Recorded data
────────────────────
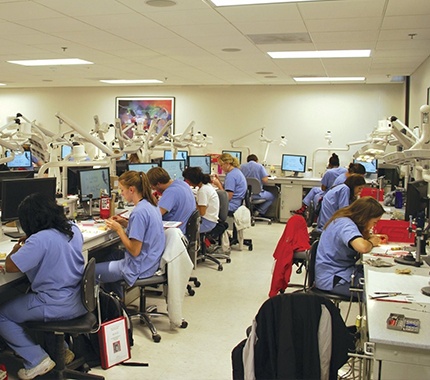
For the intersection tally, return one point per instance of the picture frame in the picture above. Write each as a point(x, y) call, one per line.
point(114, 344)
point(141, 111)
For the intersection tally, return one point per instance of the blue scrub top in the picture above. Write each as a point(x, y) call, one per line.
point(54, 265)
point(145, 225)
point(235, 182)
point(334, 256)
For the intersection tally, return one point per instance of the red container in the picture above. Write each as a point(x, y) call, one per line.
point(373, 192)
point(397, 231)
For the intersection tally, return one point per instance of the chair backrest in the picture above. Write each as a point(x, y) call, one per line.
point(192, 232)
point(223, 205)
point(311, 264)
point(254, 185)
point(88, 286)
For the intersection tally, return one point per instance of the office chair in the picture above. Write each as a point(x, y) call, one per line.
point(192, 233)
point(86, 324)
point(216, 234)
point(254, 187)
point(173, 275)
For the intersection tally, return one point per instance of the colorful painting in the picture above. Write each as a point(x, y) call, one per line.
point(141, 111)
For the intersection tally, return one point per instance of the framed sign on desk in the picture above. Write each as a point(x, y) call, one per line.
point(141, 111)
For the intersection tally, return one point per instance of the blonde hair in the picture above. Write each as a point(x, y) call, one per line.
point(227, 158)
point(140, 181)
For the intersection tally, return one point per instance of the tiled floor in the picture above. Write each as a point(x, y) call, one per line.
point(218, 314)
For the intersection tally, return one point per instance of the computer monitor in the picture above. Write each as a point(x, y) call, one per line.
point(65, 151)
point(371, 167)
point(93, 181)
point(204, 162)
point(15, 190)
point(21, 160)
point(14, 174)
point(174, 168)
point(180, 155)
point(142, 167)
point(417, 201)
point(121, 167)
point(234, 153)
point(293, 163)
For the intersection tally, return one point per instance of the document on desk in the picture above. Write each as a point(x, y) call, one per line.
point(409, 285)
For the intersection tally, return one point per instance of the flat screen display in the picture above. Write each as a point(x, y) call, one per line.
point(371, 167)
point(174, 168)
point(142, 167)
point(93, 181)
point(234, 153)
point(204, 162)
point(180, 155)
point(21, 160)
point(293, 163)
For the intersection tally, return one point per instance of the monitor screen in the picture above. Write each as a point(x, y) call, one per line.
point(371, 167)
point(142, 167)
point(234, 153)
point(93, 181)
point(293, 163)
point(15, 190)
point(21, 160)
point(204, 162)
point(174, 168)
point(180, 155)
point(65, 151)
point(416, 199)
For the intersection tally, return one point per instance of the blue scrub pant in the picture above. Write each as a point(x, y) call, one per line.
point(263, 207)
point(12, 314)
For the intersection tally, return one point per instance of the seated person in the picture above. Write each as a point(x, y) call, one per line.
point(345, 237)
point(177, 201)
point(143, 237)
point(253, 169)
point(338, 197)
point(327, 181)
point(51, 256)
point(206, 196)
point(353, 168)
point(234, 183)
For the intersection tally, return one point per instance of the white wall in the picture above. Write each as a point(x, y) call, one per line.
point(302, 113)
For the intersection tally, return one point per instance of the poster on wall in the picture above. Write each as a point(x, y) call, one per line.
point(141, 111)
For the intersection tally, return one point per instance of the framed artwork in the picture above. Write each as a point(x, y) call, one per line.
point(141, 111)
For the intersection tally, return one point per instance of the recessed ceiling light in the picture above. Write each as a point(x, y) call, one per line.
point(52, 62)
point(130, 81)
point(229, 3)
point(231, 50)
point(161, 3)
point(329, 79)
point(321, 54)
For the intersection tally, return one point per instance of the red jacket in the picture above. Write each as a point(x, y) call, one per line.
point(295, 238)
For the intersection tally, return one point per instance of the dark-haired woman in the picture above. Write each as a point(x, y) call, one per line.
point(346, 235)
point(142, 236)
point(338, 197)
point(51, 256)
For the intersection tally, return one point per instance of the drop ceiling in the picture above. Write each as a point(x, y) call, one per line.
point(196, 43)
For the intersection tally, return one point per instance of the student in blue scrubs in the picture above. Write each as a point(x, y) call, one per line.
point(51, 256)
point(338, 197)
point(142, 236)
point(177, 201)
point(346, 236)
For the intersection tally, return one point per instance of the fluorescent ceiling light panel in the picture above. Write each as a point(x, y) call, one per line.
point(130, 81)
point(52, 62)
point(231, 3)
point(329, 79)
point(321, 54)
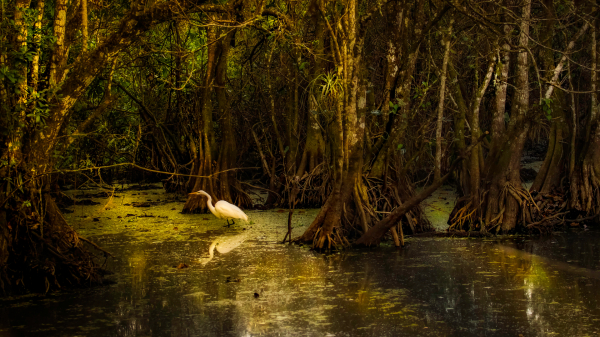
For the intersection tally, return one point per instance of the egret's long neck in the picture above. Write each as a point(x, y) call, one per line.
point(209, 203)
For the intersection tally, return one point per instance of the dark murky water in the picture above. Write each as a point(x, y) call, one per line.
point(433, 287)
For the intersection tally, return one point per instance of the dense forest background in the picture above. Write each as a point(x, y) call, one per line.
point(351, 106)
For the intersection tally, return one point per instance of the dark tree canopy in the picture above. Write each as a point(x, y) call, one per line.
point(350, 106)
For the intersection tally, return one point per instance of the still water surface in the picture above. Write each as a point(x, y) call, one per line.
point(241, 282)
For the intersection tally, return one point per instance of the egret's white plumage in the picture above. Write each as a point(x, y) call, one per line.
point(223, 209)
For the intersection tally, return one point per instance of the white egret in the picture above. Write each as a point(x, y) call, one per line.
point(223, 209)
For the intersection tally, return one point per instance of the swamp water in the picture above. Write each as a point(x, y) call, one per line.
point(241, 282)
────────────────────
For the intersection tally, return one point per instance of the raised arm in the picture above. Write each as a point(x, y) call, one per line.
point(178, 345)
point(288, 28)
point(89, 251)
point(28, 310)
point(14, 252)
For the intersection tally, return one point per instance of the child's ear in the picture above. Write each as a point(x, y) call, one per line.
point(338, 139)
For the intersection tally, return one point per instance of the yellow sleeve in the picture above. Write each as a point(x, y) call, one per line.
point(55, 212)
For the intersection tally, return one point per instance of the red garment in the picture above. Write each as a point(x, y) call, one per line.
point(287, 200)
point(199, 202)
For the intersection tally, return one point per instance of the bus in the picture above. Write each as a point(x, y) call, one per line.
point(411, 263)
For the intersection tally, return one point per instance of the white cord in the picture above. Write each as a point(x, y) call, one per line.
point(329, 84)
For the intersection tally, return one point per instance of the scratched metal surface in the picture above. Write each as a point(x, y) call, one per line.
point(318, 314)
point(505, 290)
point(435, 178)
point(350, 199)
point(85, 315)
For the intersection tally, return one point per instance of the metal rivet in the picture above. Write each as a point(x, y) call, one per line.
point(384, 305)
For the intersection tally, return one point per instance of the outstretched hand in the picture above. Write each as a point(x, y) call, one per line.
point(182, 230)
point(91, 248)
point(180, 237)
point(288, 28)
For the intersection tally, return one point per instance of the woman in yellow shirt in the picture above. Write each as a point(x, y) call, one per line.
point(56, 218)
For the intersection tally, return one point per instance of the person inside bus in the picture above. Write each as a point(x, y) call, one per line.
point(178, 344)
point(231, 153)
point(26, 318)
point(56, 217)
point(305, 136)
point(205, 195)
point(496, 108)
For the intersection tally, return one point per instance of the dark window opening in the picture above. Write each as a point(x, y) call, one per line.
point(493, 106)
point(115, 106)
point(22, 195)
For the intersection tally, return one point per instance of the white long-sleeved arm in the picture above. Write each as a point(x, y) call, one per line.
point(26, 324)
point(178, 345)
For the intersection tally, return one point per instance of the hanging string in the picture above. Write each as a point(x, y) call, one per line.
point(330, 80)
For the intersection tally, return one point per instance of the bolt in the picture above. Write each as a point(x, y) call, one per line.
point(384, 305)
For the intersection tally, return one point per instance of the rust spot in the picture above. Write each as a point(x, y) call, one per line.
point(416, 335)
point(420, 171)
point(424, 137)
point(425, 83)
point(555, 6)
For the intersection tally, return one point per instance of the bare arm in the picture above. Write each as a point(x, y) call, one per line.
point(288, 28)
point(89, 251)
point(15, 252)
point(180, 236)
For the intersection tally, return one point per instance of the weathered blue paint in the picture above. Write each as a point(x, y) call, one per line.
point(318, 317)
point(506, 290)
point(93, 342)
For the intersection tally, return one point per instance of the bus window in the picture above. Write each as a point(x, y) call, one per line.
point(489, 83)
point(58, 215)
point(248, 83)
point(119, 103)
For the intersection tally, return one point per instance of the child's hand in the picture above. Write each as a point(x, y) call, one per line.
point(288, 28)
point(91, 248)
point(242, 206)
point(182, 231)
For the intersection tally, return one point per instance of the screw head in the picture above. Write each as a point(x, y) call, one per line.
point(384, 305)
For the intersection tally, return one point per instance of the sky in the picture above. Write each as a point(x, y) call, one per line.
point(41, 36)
────────────────────
- EXERCISE DETAILS -
Copy the data from the line with "of the colorful" through the line with "point(416, 199)", keeping every request line, and increase each x and y coordinate in the point answers by 54.

- OUTPUT FOR THIS EXERCISE -
For the intersection tally, return one point per instance of the colorful painting in the picture above. Write each as a point(x, y) call, one per line.
point(195, 165)
For the intersection tally, return one point per instance of the framed sign on desk in the picture above. Write each as a point(x, y) call, one per line.
point(195, 165)
For the intersection tally, return one point per instance of the blonde hair in the picture above. Write each as a point(x, y) call, one per line.
point(281, 212)
point(194, 235)
For the intersection tally, return one point per instance of the tiled floor in the picture above. Write each as a point(x, y) call, one per line.
point(272, 368)
For the intersection tally, return one point per instance of the computer monitor in the picture above. Write each as a point(x, y) call, one per line.
point(119, 205)
point(425, 221)
point(147, 235)
point(258, 216)
point(69, 244)
point(75, 214)
point(68, 228)
point(228, 222)
point(234, 209)
point(196, 221)
point(471, 255)
point(175, 221)
point(288, 207)
point(347, 217)
For the intersection tally, return one point per instance of the document on desk in the picture above. Write each as a point(x, y) call, one per line.
point(463, 339)
For the intersection tally, return one point per instance of the flat screen display in the picture above. Write each as a point(x, y) call, one per line.
point(425, 221)
point(228, 222)
point(196, 221)
point(147, 235)
point(288, 207)
point(258, 216)
point(234, 209)
point(75, 214)
point(347, 217)
For the intersection tally, return one point per instance of the monitor screen in the picture above. Write each as a point(x, y) call, one per line.
point(425, 221)
point(196, 221)
point(288, 207)
point(147, 235)
point(347, 217)
point(69, 244)
point(75, 214)
point(258, 216)
point(228, 222)
point(234, 209)
point(119, 205)
point(470, 253)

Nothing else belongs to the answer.